>> Begin Text excerpt

On February 9 at their annual Gala, Newnan Theatre Company formally accepted the script for "Flies at the Well," to be performed in Newnan's historic courthouse. Commissioned author Jeff Bishop was presented with a check by Project Director Caroline Abbey, NTC Board Chairman Peter Poulos, Artistic Director Paul Conroy, and Managing Director Dave Dorrell.

In June of 2010, Caroline Abbey, then chair of the Newnan Theatre Company Board of Directors, spearheaded a project that for years had been only a dream: re-enacting the 1948 John Wallace murder trial in the Coweta County courthouse where the original trial took place. With a $20,000 nest egg donated by local businesses, including a generous grant from CharterBank's Charter Foundation, Abbey issued a Request for Proposal that invited interested parties to submit plans for an original play.

A script based on Margaret Ann Barnes' famous "Murder in Coweta County" book was not an option due to the legal complexities of obtaining the rights. So prospective authors had to be prepared to write a completely new drama based on trial records, newspaper accounts and other historical records.

>> End Text excerpt
>> Begin Material provided

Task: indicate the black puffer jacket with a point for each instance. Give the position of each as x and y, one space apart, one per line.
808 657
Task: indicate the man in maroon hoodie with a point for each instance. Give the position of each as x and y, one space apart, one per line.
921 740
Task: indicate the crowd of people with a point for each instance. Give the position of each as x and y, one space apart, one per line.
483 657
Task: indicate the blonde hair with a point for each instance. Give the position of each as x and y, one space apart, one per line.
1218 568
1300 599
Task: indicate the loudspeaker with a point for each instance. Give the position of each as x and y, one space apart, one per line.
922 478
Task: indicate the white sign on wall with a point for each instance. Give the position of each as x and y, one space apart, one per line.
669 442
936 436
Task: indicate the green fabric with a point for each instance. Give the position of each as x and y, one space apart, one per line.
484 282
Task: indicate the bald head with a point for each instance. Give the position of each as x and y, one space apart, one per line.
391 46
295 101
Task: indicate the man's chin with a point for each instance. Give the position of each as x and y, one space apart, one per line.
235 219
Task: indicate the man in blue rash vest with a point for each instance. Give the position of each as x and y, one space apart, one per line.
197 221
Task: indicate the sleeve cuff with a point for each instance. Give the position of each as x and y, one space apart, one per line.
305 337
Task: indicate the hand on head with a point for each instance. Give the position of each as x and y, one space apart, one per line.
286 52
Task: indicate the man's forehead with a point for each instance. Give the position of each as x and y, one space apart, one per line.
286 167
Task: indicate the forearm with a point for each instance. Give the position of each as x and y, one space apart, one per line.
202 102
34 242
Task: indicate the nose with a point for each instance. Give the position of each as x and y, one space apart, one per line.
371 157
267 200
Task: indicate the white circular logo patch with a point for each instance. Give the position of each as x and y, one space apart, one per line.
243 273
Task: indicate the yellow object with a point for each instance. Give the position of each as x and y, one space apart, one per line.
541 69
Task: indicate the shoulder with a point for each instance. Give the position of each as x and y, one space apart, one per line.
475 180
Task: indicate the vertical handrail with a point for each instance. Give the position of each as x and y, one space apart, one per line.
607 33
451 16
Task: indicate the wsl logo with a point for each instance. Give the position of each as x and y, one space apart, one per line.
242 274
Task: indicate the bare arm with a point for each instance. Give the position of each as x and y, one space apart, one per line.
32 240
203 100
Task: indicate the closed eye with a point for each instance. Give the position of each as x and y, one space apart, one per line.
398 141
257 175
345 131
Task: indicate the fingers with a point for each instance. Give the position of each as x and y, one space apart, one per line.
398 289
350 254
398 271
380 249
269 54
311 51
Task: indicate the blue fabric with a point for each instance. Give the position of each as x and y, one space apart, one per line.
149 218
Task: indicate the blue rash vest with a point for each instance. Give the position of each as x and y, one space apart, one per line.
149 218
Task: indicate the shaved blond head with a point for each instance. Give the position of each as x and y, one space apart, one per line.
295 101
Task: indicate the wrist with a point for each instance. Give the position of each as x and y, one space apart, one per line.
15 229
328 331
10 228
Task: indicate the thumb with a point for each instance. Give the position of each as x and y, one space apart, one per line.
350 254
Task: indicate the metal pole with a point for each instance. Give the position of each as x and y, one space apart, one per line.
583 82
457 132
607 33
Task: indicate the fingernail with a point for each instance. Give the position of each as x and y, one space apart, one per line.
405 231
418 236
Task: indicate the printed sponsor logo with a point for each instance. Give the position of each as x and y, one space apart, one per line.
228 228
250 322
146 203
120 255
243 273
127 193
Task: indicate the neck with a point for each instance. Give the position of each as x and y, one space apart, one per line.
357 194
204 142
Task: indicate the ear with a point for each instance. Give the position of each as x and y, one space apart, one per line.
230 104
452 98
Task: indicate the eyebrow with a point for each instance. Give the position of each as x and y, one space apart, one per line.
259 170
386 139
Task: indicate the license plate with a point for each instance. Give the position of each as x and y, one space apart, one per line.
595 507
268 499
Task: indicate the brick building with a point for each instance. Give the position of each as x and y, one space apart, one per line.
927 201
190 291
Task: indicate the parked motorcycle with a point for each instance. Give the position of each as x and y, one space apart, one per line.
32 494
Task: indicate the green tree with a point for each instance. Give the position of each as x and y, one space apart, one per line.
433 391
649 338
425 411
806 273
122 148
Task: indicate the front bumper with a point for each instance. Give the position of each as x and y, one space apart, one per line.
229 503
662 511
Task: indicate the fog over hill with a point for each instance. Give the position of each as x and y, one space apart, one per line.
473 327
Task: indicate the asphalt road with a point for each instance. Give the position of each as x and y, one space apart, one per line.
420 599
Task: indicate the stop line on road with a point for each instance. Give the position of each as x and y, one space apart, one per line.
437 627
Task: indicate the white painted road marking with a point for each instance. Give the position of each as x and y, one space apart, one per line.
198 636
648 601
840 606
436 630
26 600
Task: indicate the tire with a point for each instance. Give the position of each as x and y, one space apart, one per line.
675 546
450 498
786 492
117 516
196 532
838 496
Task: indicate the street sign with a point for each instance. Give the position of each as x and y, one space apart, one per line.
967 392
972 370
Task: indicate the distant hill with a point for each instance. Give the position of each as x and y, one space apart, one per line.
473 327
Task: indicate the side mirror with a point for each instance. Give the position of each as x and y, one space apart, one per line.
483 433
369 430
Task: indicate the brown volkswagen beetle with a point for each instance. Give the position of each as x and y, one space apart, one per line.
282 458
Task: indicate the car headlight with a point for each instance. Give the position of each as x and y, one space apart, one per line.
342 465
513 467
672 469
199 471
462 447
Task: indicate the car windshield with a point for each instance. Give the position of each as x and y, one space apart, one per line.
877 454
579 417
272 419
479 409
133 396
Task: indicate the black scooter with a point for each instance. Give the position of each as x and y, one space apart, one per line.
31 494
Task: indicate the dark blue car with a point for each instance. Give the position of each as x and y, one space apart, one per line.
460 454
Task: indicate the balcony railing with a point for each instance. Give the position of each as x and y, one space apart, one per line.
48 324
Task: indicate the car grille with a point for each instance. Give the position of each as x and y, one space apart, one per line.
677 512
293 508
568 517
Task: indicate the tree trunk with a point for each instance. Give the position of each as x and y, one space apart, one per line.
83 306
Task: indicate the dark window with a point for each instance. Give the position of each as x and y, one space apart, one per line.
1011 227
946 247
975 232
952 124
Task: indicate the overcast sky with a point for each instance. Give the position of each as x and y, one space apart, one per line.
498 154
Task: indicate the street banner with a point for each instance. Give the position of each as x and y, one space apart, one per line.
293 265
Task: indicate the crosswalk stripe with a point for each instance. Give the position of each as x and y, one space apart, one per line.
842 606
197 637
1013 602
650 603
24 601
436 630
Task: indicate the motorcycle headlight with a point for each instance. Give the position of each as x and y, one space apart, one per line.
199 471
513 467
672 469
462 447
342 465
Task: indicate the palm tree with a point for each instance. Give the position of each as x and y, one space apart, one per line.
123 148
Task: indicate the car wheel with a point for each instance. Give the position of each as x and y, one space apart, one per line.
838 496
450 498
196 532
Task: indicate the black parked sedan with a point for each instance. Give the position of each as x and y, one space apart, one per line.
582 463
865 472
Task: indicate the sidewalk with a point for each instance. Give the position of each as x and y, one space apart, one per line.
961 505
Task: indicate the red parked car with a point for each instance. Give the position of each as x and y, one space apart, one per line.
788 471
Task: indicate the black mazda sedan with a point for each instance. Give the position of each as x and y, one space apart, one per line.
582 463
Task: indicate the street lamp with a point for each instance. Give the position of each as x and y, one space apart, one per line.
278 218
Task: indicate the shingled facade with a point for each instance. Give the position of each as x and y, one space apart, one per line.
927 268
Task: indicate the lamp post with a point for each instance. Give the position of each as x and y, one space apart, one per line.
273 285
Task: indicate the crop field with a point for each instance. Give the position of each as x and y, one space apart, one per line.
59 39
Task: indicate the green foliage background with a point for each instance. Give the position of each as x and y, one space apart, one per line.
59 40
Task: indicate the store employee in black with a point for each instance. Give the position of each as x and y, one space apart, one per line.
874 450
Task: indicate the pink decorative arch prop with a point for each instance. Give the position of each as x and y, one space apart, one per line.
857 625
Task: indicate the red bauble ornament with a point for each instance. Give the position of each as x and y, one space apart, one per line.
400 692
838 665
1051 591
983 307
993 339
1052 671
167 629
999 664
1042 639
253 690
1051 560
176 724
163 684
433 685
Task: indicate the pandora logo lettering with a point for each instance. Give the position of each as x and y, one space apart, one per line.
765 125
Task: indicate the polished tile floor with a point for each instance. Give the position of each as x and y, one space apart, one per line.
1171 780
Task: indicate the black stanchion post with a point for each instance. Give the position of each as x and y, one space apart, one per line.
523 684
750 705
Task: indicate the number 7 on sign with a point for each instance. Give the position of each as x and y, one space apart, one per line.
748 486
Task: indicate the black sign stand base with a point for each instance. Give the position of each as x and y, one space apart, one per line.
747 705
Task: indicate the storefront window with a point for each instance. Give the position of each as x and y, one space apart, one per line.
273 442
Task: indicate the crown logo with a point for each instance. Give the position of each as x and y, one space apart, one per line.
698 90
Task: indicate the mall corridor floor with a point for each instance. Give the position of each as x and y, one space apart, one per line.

>> End Material provided

**Requests**
**1.** Transcribe the passage about the Newnan Theatre Company's courthouse play from "In June of 2010, Caroline" to "an original play.".
**2.** In the passage about the Newnan Theatre Company's courthouse play, how large was the nest egg that local businesses donated?
**3.** Continue the passage about the Newnan Theatre Company's courthouse play from its last sentence.
The records have no connection to the text about the Newnan Theatre Company's courthouse play.

**Task answers**
**1.**
In June of 2010, Caroline Abbey, then chair of the Newnan Theatre Company Board of Directors, spearheaded a project that for years had been only a dream: re-enacting the 1948 John Wallace murder trial in the Coweta County courthouse where the original trial took place. With a $20,000 nest egg donated by local businesses, including a generous grant from CharterBank's Charter Foundation, Abbey issued a Request for Proposal that invited interested parties to submit plans for an original play.

**2.** $20,000

**3.**
On behalf of Newnan Theatre Company, Abbey received thirty five proposals from authors both local and nationwide. The winning proposal was submitted by Jeff Bishop, then a reporter for the Newnan Times Herald and a historical scholar. Bishop's version of the story will be more than a trial reenactment; it will be a full-fledged drama and a musical. More readings and revisions are still in the cards, and the actual production date for the play has yet to be determined. "We need to see how audiences who know absolutely nothing about the story will react," said NTC's Artistic Director Paul Conroy.

"Musical theater is an American invention," added Conroy. "It's our contribution to the world of theater. This is an American story. There have been other musicals about trials in the South, such as 'Parade' and 'The Scottsboro Boys.' "Parade", about the Leo Frank case, was written by Alfred Uhry, author of "Driving Miss Daisy." These shows played on Broadway. So - we have high hopes for this show. We just don't want to launch it prematurely."

Shortly before NTC's formal acceptance of his script, Caroline Abbey and Joan Doggrell held the following conversation with Bishop.

Doggrell: How do you come to know so much of the history surrounding the "Murder in Coweta County" story?

Bishop: I grew up in Senoia. My family - the Couch family -- is from Senoia. In fact, one of my ancestors was an original settler. My mother was one of the first librarians in Senoia, and I remember that when Margaret Ann Barnes' book was published it was a big event. I was too little to read the book, but I did see the TV movie. We were all excited that Coweta County was going to be on national television.

Another connection for me was Danny Brooks, the grandson of Albert Brooks, one of the field hands whom John Wallace forced to burn Wilson Turner's body. Danny and I both played trumpet in the Newnan High School band.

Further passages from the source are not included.